-- Data for this exercise --

☆ ☆ ☆ ☆ ☆

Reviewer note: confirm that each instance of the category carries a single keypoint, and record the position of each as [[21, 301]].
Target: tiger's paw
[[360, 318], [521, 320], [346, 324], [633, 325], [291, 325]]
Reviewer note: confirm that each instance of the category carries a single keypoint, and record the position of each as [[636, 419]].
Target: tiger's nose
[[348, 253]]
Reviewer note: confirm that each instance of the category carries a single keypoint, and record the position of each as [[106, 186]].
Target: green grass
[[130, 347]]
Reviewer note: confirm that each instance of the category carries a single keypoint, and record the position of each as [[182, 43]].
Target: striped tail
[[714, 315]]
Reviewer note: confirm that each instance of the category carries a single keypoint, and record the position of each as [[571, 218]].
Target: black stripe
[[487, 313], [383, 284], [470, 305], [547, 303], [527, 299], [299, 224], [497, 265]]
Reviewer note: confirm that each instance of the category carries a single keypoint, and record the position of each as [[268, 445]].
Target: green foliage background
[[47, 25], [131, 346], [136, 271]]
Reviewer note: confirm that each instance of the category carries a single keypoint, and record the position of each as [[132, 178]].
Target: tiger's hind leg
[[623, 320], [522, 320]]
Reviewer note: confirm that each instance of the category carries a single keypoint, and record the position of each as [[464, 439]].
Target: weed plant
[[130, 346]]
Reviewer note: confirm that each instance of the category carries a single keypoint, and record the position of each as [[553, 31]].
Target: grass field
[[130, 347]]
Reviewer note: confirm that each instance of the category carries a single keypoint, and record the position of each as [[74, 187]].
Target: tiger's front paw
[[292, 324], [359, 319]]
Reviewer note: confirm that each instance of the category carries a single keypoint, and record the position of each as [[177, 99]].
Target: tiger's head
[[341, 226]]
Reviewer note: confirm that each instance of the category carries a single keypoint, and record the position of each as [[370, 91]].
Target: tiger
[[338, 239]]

☆ ☆ ☆ ☆ ☆

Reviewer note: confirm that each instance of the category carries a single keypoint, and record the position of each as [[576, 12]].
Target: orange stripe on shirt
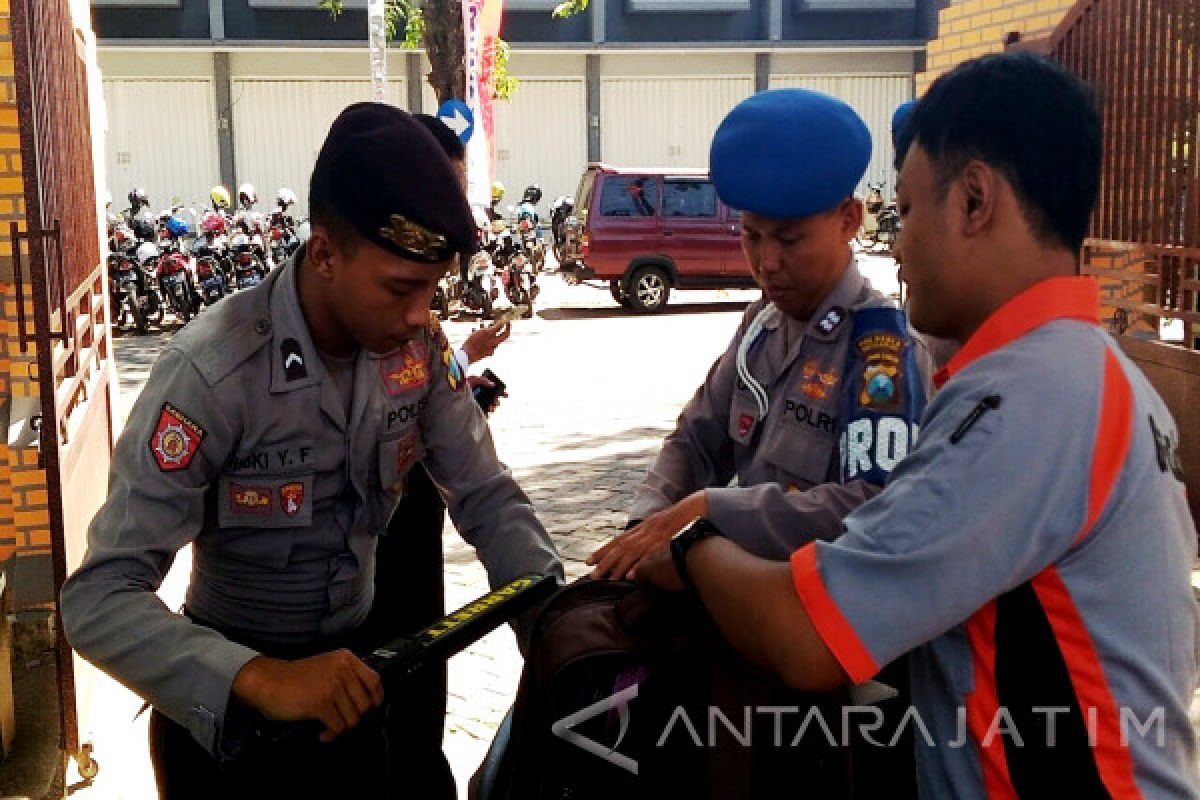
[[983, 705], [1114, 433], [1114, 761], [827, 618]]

☆ ☆ ☆ ☆ ☆

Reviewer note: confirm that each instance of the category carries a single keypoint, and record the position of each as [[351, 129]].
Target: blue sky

☆ ☆ ☆ ☆ ☆

-- Exercise objective --
Repeat, word for word, the lines above between the line holding "as [[106, 186]]." and the line holding "as [[571, 218]].", inclusive; omit everything else.

-- Exercise answer --
Reviewer note: confirm that each instance of the category carries a single keypoint, and record the position of each as [[106, 186]].
Target: green grass
[[130, 347]]
Reviewer note: confirm that each instance of the category carries a single keypoint, and record the position of each as [[182, 43]].
Target: striped tail
[[714, 315]]
Reviewer note: confirm that each instance of the category carries a single keypoint, and record the position of each as [[571, 218]].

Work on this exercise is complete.